**Given passage:**
Forum: Building VoltDB Applications

Post: Can a partitioned stored procedure run a query against data in all partitions

Can a partitioned stored procedure run a query against data in all partitions
pricesj
Apr 28, 2015
I know this example is contrived, this could be resolve by changing the partitioning strategy, but presume there are more business requirements to keep the partitioning different.

Consider a stored procedure "ReadAllOrderLinesForOrder" which is partitioned on ClientId, in the call we pass in the ClientId and OrderId, then run a select query against the OrderLine table, where the ClientId and OrderId match. If the OrderLine table is partitioned by StockId, the select query within the stored procedure would need to execute as a multi-partition query.

Is this possible?
Would it have any worrying impact?

Secondly, if say there was a table OrderLinesInOrder, which contains the StockId for the OrderLine, would it be possible to queue up individual queries for each OrderLine with StockId, ClientId and OrderId in the where clause, which effectively queues up a collection of partitioned select queries.

Would this be possible? To call a partitioned stored procedure which calls a collection of partitioned SQL statements onto other partitions?

Thanks in advance,
Stephen
bballard
Apr 28, 2015
Hi Stephen,

You cannot access data in other partitions from within a single-partition procedure. If you partitioned the procedure on ClientId, it runs only on the partition for the given ClientId value passed in. If within the procedure you run a query on a table that is partioned by StockId, you would get an incorrect response, only the subset of records that happen to be in the same partition.

**Data provided:**
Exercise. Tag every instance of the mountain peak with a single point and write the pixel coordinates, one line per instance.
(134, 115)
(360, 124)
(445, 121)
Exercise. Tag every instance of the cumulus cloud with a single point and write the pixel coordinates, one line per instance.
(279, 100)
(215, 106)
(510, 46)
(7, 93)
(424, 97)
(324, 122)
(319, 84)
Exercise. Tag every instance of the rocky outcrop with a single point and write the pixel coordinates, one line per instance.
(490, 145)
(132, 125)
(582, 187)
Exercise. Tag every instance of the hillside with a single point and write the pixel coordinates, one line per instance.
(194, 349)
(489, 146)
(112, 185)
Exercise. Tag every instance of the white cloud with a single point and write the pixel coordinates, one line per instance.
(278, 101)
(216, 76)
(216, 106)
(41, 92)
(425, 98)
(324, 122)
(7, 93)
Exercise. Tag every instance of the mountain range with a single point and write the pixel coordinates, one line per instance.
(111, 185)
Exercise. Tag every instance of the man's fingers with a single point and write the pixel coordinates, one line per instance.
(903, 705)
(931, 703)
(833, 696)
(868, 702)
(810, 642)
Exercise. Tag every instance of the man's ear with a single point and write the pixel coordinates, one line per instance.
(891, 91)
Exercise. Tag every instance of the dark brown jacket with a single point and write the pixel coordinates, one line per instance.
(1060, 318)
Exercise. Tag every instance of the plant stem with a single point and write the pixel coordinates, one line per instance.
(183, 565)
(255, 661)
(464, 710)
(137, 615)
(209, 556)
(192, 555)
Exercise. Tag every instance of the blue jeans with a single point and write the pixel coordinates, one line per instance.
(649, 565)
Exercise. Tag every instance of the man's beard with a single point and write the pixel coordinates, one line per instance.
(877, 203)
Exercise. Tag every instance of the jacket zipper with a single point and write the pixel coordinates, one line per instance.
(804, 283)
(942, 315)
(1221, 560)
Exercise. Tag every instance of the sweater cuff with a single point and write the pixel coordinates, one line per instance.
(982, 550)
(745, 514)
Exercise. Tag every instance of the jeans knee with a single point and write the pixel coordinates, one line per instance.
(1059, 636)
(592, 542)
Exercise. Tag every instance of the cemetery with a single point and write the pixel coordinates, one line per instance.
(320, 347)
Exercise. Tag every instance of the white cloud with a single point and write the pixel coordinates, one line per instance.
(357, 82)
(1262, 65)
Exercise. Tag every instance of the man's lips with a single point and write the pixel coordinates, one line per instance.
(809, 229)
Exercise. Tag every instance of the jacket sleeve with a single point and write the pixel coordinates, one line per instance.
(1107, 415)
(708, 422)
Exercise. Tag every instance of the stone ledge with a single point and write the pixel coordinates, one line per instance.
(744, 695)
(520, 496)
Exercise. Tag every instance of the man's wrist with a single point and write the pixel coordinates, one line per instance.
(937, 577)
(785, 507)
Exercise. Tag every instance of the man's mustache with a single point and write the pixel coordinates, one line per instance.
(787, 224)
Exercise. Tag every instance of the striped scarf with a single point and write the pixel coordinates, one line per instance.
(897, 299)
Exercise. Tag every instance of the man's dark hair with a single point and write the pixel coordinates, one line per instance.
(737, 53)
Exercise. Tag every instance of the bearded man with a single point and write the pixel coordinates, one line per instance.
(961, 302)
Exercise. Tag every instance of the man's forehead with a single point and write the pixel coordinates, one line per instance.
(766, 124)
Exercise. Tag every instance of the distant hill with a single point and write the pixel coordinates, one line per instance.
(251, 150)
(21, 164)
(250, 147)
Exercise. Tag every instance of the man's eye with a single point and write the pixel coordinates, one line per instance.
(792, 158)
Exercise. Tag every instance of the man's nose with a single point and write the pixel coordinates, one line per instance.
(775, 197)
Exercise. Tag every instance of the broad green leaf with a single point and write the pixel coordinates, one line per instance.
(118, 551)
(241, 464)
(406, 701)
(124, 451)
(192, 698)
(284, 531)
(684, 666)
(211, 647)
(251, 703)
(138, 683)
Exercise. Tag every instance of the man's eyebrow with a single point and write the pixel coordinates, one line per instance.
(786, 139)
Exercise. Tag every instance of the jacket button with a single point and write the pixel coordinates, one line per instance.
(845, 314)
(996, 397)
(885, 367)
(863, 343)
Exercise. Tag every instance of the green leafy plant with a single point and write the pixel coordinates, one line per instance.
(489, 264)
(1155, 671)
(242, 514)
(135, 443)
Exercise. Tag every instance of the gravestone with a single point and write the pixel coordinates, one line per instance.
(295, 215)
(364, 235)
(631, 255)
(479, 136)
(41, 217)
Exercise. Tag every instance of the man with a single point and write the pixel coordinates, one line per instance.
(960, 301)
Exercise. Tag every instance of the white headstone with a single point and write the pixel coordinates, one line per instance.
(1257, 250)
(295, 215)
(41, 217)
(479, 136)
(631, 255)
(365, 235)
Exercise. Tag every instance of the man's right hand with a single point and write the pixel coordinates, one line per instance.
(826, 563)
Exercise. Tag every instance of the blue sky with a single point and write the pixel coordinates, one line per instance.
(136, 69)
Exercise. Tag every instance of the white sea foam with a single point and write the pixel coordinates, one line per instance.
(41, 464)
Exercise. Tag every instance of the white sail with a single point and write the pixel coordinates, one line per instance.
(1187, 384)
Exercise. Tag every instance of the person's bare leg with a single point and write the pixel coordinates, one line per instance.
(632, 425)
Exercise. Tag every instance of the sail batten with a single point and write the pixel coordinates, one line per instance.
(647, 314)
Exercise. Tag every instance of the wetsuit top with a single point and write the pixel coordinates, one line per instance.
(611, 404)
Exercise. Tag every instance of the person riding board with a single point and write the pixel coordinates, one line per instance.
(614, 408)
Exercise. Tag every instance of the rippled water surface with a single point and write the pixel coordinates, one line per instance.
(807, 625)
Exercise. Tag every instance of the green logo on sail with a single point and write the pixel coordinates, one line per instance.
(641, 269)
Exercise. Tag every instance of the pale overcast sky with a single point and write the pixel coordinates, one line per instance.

**Exercise description:**
Return the full VoltDB forum thread word for word. The rows were taken from a different source than the thread.

**Output of the task:**
Forum: Building VoltDB Applications

Post: Can a partitioned stored procedure run a query against data in all partitions

Can a partitioned stored procedure run a query against data in all partitions
pricesj
Apr 28, 2015
I know this example is contrived, this could be resolve by changing the partitioning strategy, but presume there are more business requirements to keep the partitioning different.

Consider a stored procedure "ReadAllOrderLinesForOrder" which is partitioned on ClientId, in the call we pass in the ClientId and OrderId, then run a select query against the OrderLine table, where the ClientId and OrderId match. If the OrderLine table is partitioned by StockId, the select query within the stored procedure would need to execute as a multi-partition query.

Is this possible?
Would it have any worrying impact?

Secondly, if say there was a table OrderLinesInOrder, which contains the StockId for the OrderLine, would it be possible to queue up individual queries for each OrderLine with StockId, ClientId and OrderId in the where clause, which effectively queues up a collection of partitioned select queries.

Would this be possible? To call a partitioned stored procedure which calls a collection of partitioned SQL statements onto other partitions?

Thanks in advance,
Stephen
bballard
Apr 28, 2015
Hi Stephen,

You cannot access data in other partitions from within a single-partition procedure. If you partitioned the procedure on ClientId, it runs only on the partition for the given ClientId value passed in. If within the procedure you run a query on a table that is partioned by StockId, you would get an incorrect response, only the subset of records that happen to be in the same partition.